• **Problem to work on**:
Pictures in the data below are not part of the copy; transcribe everything else exactly.

• **Excerpted data**:

::::

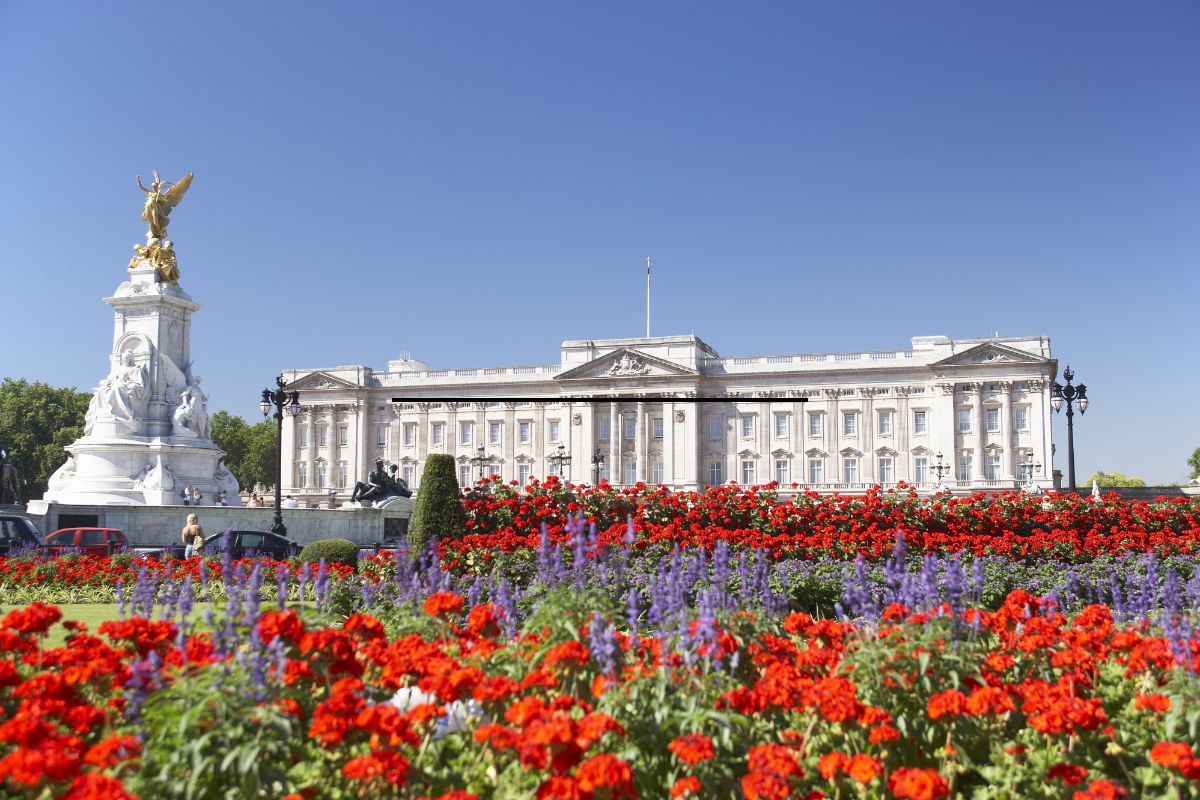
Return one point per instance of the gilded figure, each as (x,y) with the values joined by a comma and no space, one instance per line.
(161,198)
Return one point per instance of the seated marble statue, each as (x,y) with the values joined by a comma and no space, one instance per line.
(121,396)
(379,485)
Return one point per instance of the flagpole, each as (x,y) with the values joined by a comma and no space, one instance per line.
(647,296)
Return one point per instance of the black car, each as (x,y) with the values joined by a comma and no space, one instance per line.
(18,535)
(251,543)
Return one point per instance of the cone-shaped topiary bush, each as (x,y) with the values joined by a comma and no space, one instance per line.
(438,511)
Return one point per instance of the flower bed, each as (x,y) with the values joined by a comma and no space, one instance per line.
(502,519)
(433,701)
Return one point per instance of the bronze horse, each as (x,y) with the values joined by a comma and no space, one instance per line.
(12,485)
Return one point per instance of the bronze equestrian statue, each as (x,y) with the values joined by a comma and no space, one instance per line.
(381,486)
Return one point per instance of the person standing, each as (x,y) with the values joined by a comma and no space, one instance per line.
(192,536)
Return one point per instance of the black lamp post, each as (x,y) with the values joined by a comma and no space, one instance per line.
(597,465)
(940,468)
(280,400)
(561,459)
(479,461)
(1071,395)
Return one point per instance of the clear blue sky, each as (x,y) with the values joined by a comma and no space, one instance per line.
(474,182)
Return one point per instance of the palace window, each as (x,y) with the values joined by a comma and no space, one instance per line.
(885,423)
(887,473)
(993,467)
(921,469)
(815,423)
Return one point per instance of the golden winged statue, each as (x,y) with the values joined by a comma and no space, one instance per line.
(161,198)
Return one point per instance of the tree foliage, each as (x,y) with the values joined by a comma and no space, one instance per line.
(1114,480)
(36,422)
(251,450)
(438,511)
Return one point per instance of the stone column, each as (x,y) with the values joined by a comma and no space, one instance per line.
(509,446)
(1007,437)
(669,423)
(979,434)
(615,441)
(640,441)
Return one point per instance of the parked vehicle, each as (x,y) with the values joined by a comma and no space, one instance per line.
(250,543)
(89,541)
(18,534)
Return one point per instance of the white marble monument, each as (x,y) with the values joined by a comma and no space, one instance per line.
(147,433)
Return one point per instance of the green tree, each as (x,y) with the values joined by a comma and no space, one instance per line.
(438,510)
(36,422)
(250,449)
(1114,480)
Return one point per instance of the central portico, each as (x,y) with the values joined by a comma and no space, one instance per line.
(838,421)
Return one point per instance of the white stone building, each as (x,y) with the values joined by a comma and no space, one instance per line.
(831,422)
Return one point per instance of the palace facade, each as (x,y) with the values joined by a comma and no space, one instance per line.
(625,410)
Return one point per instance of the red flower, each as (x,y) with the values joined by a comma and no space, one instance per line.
(913,783)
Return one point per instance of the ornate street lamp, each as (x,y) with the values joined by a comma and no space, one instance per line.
(939,468)
(561,459)
(480,461)
(1071,396)
(280,400)
(597,465)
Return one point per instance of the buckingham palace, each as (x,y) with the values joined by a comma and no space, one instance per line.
(963,414)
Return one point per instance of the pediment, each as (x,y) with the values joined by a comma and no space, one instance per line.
(315,380)
(989,353)
(625,362)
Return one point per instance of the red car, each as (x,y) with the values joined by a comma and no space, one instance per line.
(89,541)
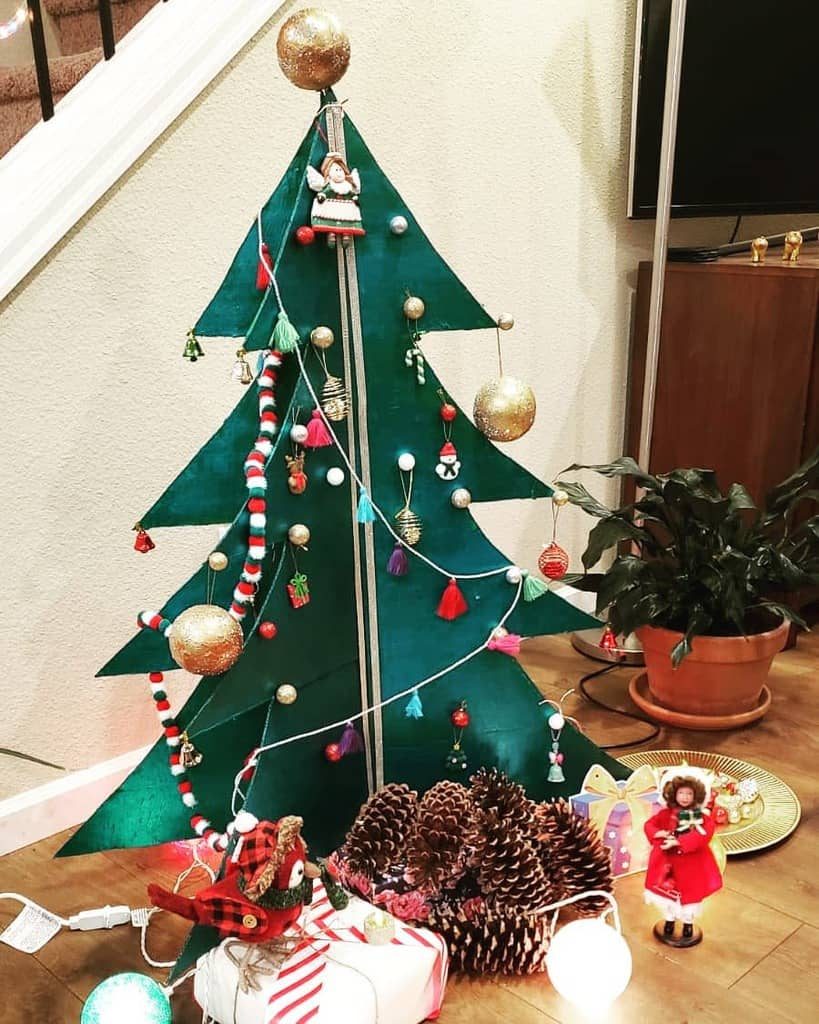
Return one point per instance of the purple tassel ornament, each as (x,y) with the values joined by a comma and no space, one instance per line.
(350,741)
(398,563)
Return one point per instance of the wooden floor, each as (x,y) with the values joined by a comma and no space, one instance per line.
(757,966)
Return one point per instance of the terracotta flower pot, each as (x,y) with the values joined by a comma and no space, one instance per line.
(722,676)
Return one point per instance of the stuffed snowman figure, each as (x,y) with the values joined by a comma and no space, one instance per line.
(448,467)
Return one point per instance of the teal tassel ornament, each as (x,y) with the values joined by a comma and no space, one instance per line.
(286,337)
(532,587)
(365,512)
(414,708)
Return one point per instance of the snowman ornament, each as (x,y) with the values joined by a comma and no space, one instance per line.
(448,466)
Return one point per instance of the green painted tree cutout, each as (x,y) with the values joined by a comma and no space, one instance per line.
(317,646)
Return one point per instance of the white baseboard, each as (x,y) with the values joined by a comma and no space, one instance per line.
(48,809)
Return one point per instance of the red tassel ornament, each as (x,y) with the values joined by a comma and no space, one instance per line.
(453,602)
(264,268)
(317,434)
(142,542)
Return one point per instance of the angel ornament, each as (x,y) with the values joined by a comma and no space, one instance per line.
(335,211)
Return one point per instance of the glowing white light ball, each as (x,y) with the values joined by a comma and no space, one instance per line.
(589,964)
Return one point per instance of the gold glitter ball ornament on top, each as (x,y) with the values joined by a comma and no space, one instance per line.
(321,337)
(299,535)
(414,307)
(205,640)
(287,693)
(313,49)
(505,409)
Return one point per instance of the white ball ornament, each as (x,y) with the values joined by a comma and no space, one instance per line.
(589,964)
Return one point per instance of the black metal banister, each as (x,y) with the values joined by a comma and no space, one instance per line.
(41,59)
(106,28)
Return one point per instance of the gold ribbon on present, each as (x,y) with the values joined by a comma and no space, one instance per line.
(600,782)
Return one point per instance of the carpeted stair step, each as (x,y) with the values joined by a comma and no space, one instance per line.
(19,98)
(77,22)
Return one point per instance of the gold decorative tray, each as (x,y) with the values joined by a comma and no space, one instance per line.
(771,817)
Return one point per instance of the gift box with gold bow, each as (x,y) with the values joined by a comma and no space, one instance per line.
(618,811)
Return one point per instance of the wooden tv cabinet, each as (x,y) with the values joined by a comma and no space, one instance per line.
(738,377)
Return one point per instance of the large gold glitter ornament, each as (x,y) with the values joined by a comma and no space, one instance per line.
(205,640)
(299,535)
(313,49)
(408,526)
(414,307)
(321,337)
(335,398)
(504,409)
(287,693)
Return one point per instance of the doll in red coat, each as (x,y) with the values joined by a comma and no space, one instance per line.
(682,869)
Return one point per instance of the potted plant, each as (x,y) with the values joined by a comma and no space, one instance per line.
(701,577)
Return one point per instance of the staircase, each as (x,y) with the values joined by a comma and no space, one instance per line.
(76,24)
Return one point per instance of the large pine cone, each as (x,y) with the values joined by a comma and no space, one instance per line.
(487,941)
(510,872)
(379,835)
(437,853)
(491,790)
(573,855)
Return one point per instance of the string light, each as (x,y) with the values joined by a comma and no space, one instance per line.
(13,24)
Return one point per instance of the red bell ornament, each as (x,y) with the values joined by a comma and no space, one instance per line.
(333,753)
(553,561)
(460,717)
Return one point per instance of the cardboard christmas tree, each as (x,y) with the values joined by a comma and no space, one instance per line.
(354,634)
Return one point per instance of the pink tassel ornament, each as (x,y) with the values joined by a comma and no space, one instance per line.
(317,434)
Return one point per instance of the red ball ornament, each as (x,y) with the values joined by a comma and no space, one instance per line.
(460,718)
(553,561)
(333,753)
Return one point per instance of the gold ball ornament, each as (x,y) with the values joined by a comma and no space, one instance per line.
(313,49)
(205,640)
(299,535)
(505,409)
(287,693)
(321,337)
(414,307)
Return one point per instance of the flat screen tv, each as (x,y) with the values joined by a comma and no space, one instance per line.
(747,136)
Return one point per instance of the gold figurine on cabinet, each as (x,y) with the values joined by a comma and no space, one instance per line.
(792,247)
(759,247)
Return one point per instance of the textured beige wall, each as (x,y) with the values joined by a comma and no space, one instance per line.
(524,104)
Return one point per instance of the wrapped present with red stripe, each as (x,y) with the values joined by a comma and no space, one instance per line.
(342,967)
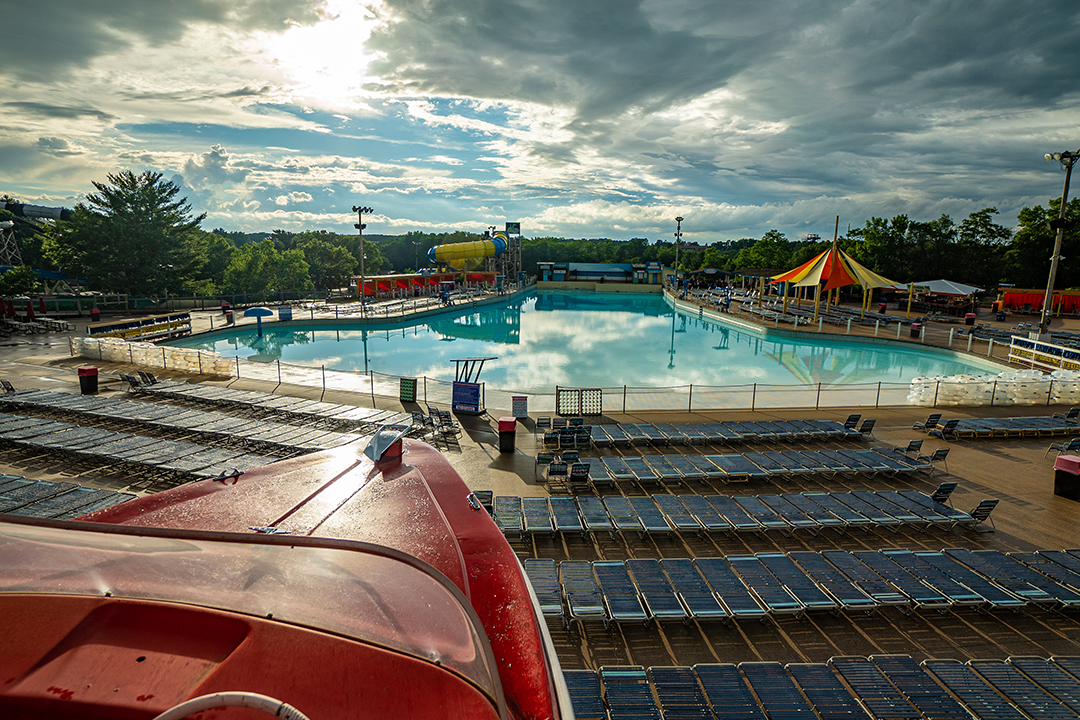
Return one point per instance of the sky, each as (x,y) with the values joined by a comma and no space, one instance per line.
(575,118)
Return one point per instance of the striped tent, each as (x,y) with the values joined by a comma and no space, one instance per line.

::::

• **Exercise output**:
Return one point per instance of the gilded figure, each as (x,y) with the values joined by a comma and no space, one instance per line.
(161,198)
Return one point per instance of the seated marble statue, each as (x,y) with the values joined by a comma and no space, one instance per line.
(121,396)
(379,485)
Return one point per instance of the flagpole, each as (x,y) with the values joined by a comma and no space, one instance per line.
(647,296)
Return one point per instance of the black car, each as (x,y) with the values joined by a comma and no space, one instance per line.
(18,535)
(251,543)
Return one point per instance of the cone-shaped topiary bush, each as (x,y) with the values joined by a comma and no space, one instance per line.
(438,511)
Return one point per instance of the flower bed, each as (x,y) with the values joined by a comma and no space, one instance per line.
(502,519)
(433,701)
Return one point per instance of the bronze horse, each as (x,y) with the values joined by a comma and no space, one instance per line.
(12,485)
Return one point per instance of the bronze equestrian statue, each as (x,y) with the values joined by a comma and no space, one instance per line.
(381,486)
Return one point per instance of the person standing, each as (x,y) with the values joined by a comma and no space, one instance per line.
(192,536)
Return one point per instance of the black lamp post, each as (x,y) with the values joined by a comma and no space, one instance per line.
(597,465)
(940,468)
(280,400)
(561,459)
(479,461)
(1071,395)
Return one point per instance of the clear blue sky, each as (x,y) with the values joined by a comma and no space, one instance per line.
(474,182)
Return one point per instance of the palace window, each as (x,y) with the values joined by a comma and no space, one instance per line.
(885,423)
(887,473)
(993,467)
(921,469)
(815,423)
Return one point per instance of the golden winged statue, each as (x,y) with the values joined by a comma and no space, one instance per line.
(161,198)
Return one point per instance of the tree foliage, each as (x,y) with the values joined by a comma and no space, one instance per line.
(1114,480)
(36,422)
(251,450)
(438,511)
Return one point per instance of the stone column, each as (x,y) with the values joined by a comma and no space, one instance per line.
(509,446)
(1007,437)
(669,423)
(979,434)
(615,441)
(640,441)
Return one point per instance of the parked vehicle, each as (x,y) with the values joined by a comma and no space, one instance per line.
(250,543)
(89,541)
(18,534)
Return one point per instance of the white marble monument, each as (x,y) with the values joined by a comma and no space, one instance per line.
(147,433)
Return one point per instance of the green tree, each as (x,y) with the values joined by a comma and no space, one instance per line.
(438,510)
(36,422)
(250,449)
(1114,480)
Return one point per instance of the central portico, each as (x,y) with the values joined by a comma and no space, one instance per line.
(838,421)
Return one point per instance of the white stone building, each as (x,y) with the values joined by a comma and no space, one instance per line.
(831,422)
Return one point per instance of the palace facade, each as (x,y) with the values joined by a comma and no space, one instance per line.
(625,410)
Return one point per instance of the red flower, each as (x,y) with the values joined by a comma and no space, one instance per line.
(913,783)
Return one point per instance of the ornate street lamp, each as (x,y) with the values joined by a comma and no space, one instance per line.
(939,468)
(561,459)
(480,461)
(1071,396)
(280,400)
(597,465)
Return one point per instance of the buckingham palace, each as (x,y) with the values joined by a comma and no space, one instance per line.
(963,414)
Return one point per instance of the pediment, each as (x,y) with the values joined by a comma and no space, one instance per line.
(315,380)
(989,353)
(625,362)
Return one point per instance of the red car, each as (x,y) with the values joined by a comma and no space, one instance per line.
(89,541)
Return one point per instance of the purple tassel ornament, each as (x,y) with the values joined by a comma and no space, one instance per line.
(350,741)
(398,563)
Return one point per instance of the wooden floor, each as (x,y) with the values joined by a comma and no space, one instance per line.
(757,966)
Return one point per instance of the terracotta flower pot, each as (x,y) with the values joined by a comma and no space, one instance per line.
(722,676)
Return one point per instance of the stuffed snowman figure, each as (x,y) with the values joined by a comma and no space, one instance per line.
(448,467)
Return one point per instance of the teal tassel ornament, each as (x,y) with the values joined by a comma and no space, one instance per line.
(286,337)
(532,587)
(365,512)
(414,708)
Return one point per instance of the snowman ornament, each as (x,y) with the values joined by a comma and no space, one instance per line.
(448,466)
Return one point per instance of the green painted tree cutout, each as (x,y) with the values joined by a comma and no space, one instance per line.
(317,646)
Return one point per instance of the white baseboard, each as (x,y) with the values joined by a comma and no space, one instance per line.
(48,809)
Return one point per instance of the red tassel ornament, each as (x,y) with the values joined by a comma and no space, one instance per line.
(453,602)
(264,268)
(317,434)
(142,542)
Return one point per instance of the angel ornament, each as (x,y) with the values joined by a comma and no space, one instance per line.
(335,211)
Return one point per instance of the glowing white light ball, each as (x,y) with the values joined by a comma and no space, one instance per line.
(589,964)
Return one point per instance of the gold glitter ball ornament on top, each as (x,y) with the values joined by a comma and no space, one instance per line.
(321,337)
(299,535)
(414,307)
(205,640)
(287,693)
(313,49)
(505,409)
Return one point per instance of the white ball ornament, each as (x,y) with the values joined by a comma and no space, one instance per line.
(589,964)
Return one point per instance of the black metal banister, each as (x,y) with the values joined by a comma and no space, one instance per line.
(41,59)
(106,28)
Return one point per instance of the gold ribbon on present, each as (x,y) with the values joined by a comma and no space, one instance per line.
(600,782)
Return one point per instance of the carpeted stair step, each as (x,y) with the values joined by a comma and no space, one instance per line.
(19,98)
(77,22)
Return one point per instance of the gold decorative tray, each as (x,y) with the values joined by a comma and no space, one instance per line.
(771,817)
Return one point per instance of the gift box with gold bow, each as (x,y) with the values joined by a comma and no space, one instance per line.
(618,811)
Return one point per instance of the wooden tv cabinet, each as (x,y) with the values joined by a comma and no space, one instance per line.
(738,377)
Return one point per instance of the large gold glitter ornament, each as (x,y) with the values joined by a comma and no space, one instance per line.
(205,640)
(299,535)
(313,49)
(408,526)
(414,307)
(321,337)
(335,398)
(504,409)
(287,693)
Return one point per instance of the doll in red coat, each as (x,y) with the values joined by a comma and no space, one instance per line.
(682,869)
Return one point per instance of the potted plant, each as (x,y) with the values joined by a comma and no space, one instance per line.
(701,577)
Return one point per instance of the staircase, each as (x,y) with the values joined by a comma and no space, one instance per line.
(76,24)
Return one point per instance of the large pine cone, each as (x,y) with the values joined by a comma and no space, one instance per line.
(487,941)
(510,872)
(379,835)
(437,853)
(491,790)
(573,855)
Return one point per instance of the string light, each as (x,y) with the values joined by a comma and no space, one instance per line.
(13,24)
Return one point per instance of the red bell ornament, each as (x,y) with the values joined by a comma and no space, one instance per line.
(333,753)
(553,561)
(460,717)
Return one point per instance of the cardboard christmas tree, each as (x,y) with the values joined by a comma and no space, one instance per line.
(354,634)
Return one point per instance of the pink tassel ornament, each as (x,y) with the values joined by a comma and no space, one instance per line.
(317,434)
Return one point per instance of the red ball ornament, each as (x,y) with the values joined by a comma and no space, one instance per line.
(460,718)
(553,561)
(333,753)
Return one point per instance of the gold ball ornament, each as (x,y) with the values joined by a comma and no space, one instance per line.
(313,49)
(205,640)
(299,535)
(505,409)
(287,693)
(321,337)
(414,307)
Return one point per instance of the flat screen tv, each as (x,y) with the values joined by a comma and no space, one instance per line.
(747,136)
Return one point per instance of the gold figurine on cabinet, each as (x,y) with the values joined by a comma and no space, one instance per line.
(792,247)
(759,247)
Return one point per instance of the textured beige wall, each as (x,y) with the values joined by a comma and no space, one instance per line.
(524,104)
Return one point per instance of the wrapped present with red stripe, each as (x,y) with the values joined by a comma and no space, one instance per line.
(342,967)
Return one point per instance of the sky, each as (x,y) with the values joined by a comma and no space, one instance per line.
(575,118)
Return one point per instance of the striped tent, each as (x,y) with the values joined by a comma and no space, one instance per line.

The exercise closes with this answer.